- PROBLEM -
Only the pictures are to be left out; set down the rest of the records exactly.

== RECORDS SHOWN

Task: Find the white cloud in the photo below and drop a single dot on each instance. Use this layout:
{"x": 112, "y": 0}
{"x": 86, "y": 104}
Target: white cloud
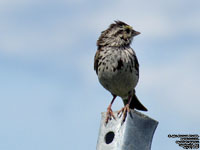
{"x": 175, "y": 84}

====

- TASK OUTPUT -
Task: Find the white cloud in the photo below and drop a single dot on each instance. Use this layout:
{"x": 112, "y": 0}
{"x": 86, "y": 104}
Target: white cloud
{"x": 175, "y": 84}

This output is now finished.